◆ DIRECTIONS FOR THIS TASK ◆
Rewrite the material from the line with "Task: locate every instance of the red panthers" to the line with "<point>409,167</point>", replacing "stadium seat" with "arena seat" and leaving everything else unchanged.

Location annotation dataset excerpts
>>>
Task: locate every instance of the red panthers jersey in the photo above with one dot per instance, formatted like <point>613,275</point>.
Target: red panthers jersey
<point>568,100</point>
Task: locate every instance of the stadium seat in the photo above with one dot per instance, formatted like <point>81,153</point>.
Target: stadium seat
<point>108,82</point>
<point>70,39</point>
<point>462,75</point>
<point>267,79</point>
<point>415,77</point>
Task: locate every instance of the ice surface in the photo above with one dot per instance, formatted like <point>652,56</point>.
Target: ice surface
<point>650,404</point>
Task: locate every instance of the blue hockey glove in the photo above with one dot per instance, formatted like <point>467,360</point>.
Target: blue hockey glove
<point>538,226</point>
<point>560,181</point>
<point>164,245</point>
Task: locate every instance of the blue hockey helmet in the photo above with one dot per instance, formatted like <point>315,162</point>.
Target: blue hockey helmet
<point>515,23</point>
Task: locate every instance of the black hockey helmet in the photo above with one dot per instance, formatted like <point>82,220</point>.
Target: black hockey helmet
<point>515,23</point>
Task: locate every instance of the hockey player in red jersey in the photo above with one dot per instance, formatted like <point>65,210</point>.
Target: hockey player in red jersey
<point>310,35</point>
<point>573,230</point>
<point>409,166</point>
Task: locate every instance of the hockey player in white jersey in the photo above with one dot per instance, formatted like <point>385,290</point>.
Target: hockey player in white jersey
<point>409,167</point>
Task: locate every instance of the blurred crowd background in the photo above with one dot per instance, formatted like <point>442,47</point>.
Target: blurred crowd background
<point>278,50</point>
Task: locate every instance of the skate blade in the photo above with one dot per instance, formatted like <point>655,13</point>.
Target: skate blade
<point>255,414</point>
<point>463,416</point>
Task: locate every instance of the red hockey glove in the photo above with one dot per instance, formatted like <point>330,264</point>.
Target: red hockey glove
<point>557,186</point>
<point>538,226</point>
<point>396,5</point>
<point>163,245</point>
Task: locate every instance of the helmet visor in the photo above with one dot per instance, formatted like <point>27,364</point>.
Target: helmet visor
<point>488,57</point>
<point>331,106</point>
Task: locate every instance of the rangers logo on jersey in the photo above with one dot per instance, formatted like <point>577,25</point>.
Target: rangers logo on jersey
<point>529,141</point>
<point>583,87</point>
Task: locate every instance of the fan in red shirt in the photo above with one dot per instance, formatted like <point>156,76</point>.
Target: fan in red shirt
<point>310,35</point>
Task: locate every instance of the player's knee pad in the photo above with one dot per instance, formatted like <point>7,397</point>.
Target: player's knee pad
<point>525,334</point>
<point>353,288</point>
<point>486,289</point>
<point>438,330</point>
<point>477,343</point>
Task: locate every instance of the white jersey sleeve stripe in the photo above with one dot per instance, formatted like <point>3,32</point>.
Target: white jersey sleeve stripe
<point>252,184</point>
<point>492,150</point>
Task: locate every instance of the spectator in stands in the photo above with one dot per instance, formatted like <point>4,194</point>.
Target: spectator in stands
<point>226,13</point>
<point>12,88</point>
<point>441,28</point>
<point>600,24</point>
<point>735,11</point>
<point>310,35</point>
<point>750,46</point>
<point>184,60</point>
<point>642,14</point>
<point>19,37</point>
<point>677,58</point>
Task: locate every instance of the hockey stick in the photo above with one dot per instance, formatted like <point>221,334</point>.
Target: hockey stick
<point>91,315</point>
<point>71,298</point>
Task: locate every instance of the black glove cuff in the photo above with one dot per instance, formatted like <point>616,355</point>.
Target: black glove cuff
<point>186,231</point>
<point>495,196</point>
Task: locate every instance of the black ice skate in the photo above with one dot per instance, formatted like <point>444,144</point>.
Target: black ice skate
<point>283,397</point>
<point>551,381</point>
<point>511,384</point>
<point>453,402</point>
<<<
>>>
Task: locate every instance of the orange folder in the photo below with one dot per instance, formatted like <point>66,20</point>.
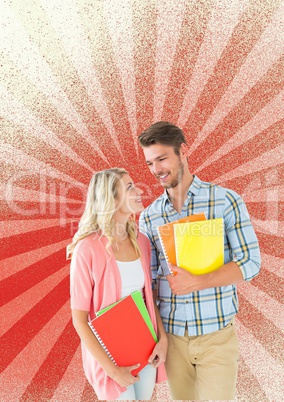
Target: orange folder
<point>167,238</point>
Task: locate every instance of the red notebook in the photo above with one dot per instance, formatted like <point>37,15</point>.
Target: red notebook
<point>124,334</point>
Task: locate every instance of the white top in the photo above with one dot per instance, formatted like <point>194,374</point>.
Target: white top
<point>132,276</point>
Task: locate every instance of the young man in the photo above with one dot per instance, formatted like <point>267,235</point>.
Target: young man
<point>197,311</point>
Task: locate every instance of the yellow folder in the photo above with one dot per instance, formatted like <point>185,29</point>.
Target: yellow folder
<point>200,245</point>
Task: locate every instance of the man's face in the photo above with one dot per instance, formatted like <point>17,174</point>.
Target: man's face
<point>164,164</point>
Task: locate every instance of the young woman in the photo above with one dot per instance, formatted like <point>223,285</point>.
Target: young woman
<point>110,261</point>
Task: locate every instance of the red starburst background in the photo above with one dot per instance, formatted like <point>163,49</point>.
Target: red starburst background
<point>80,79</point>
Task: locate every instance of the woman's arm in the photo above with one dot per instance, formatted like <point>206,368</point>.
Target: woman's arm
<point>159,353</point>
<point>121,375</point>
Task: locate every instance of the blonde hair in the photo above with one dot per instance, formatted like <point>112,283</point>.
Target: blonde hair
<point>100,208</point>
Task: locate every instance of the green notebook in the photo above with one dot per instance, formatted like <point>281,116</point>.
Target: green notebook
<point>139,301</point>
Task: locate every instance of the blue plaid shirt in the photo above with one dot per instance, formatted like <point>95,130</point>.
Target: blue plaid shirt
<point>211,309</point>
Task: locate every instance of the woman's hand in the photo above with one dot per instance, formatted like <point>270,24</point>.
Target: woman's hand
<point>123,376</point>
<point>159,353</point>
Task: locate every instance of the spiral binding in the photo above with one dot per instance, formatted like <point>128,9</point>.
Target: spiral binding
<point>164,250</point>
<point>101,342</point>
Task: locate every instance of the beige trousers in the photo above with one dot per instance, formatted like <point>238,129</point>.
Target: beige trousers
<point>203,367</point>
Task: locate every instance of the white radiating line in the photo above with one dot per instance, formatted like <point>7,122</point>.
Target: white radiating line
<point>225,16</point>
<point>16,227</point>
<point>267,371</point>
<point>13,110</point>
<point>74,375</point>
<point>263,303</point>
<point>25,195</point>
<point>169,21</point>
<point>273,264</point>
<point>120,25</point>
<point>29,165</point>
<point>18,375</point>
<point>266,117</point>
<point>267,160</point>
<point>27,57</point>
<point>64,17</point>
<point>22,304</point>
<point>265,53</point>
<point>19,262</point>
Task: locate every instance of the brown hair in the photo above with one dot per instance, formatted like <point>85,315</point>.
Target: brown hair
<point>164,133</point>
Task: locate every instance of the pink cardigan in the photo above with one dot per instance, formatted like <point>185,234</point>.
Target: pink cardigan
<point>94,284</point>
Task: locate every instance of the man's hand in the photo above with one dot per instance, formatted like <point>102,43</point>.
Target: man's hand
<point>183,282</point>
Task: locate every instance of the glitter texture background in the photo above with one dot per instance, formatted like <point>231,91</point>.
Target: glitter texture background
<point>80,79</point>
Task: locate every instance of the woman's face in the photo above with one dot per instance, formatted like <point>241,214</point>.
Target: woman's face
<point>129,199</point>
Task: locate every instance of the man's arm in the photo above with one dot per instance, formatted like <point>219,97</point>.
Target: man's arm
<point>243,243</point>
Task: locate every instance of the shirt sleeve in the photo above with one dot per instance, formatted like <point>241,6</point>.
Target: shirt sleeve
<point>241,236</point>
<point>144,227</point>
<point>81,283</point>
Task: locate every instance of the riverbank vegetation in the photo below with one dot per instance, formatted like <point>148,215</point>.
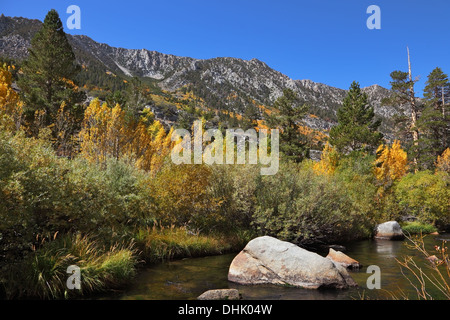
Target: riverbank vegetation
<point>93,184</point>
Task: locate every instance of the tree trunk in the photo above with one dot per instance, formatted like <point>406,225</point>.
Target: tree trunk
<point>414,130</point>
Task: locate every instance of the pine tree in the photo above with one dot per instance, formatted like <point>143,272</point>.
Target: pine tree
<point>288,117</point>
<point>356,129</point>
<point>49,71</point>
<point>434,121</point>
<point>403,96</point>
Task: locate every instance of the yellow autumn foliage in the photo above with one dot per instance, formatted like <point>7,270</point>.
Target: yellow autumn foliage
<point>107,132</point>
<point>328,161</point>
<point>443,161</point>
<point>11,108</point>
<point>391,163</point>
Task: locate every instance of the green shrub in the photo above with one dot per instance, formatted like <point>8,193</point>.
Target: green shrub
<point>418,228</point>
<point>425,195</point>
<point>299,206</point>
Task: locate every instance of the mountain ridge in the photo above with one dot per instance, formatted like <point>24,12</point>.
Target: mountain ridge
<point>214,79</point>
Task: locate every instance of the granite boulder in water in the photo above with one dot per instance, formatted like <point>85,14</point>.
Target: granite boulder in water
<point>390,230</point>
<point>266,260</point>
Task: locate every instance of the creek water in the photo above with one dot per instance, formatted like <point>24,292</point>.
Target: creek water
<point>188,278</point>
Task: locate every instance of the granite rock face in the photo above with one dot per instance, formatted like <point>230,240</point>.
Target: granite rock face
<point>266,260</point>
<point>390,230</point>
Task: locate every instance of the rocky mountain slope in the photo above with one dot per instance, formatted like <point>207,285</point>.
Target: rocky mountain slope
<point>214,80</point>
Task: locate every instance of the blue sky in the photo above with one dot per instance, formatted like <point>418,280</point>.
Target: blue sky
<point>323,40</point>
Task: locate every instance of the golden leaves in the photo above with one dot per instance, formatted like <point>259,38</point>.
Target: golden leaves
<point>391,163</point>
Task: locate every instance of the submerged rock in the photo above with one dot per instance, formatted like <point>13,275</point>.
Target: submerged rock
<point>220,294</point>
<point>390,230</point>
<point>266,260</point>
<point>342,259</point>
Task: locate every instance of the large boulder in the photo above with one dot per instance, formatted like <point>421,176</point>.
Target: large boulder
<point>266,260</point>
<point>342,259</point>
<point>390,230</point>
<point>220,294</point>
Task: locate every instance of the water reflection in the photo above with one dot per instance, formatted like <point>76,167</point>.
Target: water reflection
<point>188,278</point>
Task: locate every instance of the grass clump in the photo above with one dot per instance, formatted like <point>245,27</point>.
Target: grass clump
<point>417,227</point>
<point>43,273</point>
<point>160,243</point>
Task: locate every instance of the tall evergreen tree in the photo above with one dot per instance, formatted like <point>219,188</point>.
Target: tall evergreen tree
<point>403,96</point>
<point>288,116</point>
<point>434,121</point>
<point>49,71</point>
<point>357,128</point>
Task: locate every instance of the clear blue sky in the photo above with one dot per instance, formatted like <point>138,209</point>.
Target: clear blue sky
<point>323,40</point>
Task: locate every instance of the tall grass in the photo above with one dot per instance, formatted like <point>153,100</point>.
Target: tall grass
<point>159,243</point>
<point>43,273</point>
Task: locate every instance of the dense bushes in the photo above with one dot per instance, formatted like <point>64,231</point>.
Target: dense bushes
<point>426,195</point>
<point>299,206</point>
<<<
◆ TASK RESPONSE ◆
Task: locate every instance of the red panthers jersey in the photo above with one dot per instance, formatted like <point>613,275</point>.
Target: red panthers jersey
<point>568,100</point>
Task: locate every instance of the arena seat in the photo above with one dot per instance, formatted like <point>81,153</point>.
Target: arena seat
<point>108,82</point>
<point>70,39</point>
<point>462,75</point>
<point>267,79</point>
<point>415,77</point>
Task: locate every instance of the ice surface in the photo above with one dot per instance, formatted like <point>652,56</point>.
Target: ice surface
<point>650,404</point>
Task: locate every instance of the blue hockey glove in the photo above with one dot per instance, formatted like <point>467,360</point>.
Target: blue hockey glove
<point>538,226</point>
<point>560,181</point>
<point>164,245</point>
Task: locate every instance of the blue hockey helmet in the photo above with one dot per instance, formatted like <point>315,162</point>.
Target: blue hockey helmet
<point>515,23</point>
Task: locate every instance of the black hockey helmet in the photo above with one dot per instance, formatted like <point>82,220</point>.
Target: black hockey helmet
<point>515,23</point>
Task: locate every instance of the hockey player in red jersey in the photo above with one dot per instance, formatted like <point>65,210</point>.
Target: hockey player in red jersey
<point>310,35</point>
<point>573,230</point>
<point>409,166</point>
Task: locate every instance of the hockey player in white jersey in the photo above with one dot per instance, formatted like <point>385,290</point>.
Target: hockey player in white jersey
<point>409,167</point>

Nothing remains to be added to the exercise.